:: RECORDS FOR THIS TASK ::
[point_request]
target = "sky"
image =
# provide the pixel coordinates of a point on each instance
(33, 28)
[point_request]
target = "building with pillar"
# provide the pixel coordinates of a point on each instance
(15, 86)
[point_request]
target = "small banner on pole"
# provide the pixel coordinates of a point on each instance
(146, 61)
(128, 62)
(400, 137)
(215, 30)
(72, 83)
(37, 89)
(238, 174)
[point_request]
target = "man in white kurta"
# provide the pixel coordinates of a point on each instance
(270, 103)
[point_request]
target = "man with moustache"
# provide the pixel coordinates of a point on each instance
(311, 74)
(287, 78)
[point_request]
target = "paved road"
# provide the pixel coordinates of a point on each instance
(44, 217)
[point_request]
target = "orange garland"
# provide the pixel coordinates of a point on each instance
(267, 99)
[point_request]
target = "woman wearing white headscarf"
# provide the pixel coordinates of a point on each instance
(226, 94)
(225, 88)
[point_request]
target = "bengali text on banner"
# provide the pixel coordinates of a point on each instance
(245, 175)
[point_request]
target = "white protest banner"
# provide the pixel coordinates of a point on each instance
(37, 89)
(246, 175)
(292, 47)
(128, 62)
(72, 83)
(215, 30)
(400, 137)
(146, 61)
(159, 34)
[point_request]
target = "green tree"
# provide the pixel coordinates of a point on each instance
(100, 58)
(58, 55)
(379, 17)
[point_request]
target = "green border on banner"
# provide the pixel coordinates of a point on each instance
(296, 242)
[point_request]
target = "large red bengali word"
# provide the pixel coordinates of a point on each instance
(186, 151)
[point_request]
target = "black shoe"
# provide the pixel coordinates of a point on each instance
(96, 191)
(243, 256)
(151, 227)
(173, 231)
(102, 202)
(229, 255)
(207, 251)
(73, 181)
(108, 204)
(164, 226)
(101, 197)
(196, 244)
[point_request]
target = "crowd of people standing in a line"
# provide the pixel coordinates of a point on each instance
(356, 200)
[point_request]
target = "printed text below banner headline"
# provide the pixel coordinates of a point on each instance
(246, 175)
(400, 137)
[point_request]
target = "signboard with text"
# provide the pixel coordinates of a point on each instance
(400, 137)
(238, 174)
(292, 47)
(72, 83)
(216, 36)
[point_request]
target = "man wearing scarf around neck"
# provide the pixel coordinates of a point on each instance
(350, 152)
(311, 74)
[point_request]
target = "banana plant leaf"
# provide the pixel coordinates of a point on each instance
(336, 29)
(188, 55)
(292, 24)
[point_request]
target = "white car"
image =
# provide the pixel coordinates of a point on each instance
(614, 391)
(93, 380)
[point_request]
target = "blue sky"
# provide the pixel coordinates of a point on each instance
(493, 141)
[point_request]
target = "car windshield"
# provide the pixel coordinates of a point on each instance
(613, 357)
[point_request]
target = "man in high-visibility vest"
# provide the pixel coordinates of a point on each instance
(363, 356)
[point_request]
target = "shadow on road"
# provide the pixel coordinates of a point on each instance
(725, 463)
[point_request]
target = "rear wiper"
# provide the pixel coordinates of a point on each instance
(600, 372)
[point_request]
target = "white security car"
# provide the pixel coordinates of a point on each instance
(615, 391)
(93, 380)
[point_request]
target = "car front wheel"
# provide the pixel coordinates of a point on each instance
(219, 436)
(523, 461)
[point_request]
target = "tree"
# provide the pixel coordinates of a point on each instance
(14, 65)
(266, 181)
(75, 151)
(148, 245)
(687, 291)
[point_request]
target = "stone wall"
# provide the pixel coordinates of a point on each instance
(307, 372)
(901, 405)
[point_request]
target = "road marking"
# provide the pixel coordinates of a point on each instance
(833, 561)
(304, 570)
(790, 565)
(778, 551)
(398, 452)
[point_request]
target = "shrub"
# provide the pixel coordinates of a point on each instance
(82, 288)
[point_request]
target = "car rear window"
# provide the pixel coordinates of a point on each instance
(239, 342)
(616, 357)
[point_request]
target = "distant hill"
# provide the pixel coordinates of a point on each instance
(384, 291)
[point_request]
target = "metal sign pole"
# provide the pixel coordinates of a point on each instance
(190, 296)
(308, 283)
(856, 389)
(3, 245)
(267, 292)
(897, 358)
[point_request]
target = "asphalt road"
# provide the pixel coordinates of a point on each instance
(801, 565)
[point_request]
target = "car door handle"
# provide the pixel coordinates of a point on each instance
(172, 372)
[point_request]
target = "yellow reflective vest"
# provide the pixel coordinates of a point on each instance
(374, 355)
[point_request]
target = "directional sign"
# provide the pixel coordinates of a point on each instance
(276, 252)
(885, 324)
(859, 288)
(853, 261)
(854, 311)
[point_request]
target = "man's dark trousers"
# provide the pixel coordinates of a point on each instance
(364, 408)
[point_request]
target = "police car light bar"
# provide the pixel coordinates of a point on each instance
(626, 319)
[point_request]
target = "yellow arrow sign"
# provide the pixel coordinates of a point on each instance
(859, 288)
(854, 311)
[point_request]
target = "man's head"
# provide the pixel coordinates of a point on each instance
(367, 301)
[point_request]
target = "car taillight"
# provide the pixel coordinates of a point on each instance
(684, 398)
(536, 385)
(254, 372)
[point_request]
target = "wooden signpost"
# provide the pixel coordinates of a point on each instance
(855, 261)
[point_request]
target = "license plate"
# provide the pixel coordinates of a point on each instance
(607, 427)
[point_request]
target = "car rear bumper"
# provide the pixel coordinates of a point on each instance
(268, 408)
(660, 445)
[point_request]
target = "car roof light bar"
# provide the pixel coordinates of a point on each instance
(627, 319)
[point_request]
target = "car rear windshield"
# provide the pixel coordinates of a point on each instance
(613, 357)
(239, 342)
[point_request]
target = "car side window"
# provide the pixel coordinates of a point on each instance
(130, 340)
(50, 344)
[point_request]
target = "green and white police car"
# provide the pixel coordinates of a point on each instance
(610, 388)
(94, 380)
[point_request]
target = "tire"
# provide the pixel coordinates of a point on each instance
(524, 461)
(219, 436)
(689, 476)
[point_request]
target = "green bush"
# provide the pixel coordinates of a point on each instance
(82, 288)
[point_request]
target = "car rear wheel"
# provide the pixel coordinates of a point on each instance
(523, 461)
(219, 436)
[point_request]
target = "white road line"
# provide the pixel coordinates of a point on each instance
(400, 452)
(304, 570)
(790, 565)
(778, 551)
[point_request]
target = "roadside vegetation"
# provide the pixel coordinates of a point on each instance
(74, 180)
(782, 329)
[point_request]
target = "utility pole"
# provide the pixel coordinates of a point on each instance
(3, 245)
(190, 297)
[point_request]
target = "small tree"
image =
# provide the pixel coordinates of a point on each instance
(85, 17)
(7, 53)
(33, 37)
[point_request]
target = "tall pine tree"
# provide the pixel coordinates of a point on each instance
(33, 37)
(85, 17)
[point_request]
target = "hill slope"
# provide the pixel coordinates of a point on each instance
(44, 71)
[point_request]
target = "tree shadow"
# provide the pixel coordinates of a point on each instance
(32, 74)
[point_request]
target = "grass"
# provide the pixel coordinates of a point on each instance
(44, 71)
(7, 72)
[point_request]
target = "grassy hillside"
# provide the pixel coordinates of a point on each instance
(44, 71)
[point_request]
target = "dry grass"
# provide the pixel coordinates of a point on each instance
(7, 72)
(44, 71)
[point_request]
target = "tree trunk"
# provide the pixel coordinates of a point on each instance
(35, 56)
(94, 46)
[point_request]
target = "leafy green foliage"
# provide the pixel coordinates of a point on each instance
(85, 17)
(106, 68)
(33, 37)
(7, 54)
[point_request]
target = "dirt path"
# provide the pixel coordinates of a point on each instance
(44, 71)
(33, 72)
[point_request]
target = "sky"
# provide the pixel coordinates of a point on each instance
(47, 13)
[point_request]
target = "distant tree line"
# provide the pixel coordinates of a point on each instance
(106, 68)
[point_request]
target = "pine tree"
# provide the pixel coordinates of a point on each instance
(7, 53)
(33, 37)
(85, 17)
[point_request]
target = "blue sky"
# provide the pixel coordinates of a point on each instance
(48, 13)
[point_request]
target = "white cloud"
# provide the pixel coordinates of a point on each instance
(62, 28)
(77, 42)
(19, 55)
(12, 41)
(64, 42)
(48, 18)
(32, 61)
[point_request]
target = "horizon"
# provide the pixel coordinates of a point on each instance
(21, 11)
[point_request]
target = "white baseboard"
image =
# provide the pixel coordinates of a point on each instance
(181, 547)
:::
◆ **WRITTEN REQUEST**: Could you gather every line in the records above that contains the string "tree" and copy each of those lines out?

◆ **TASK OUTPUT**:
target = "green tree"
target = "tree"
target = "small tree"
target = "tall pine tree"
target = "tree shadow"
target = "tree trunk"
target = "distant tree line"
target = "pine tree"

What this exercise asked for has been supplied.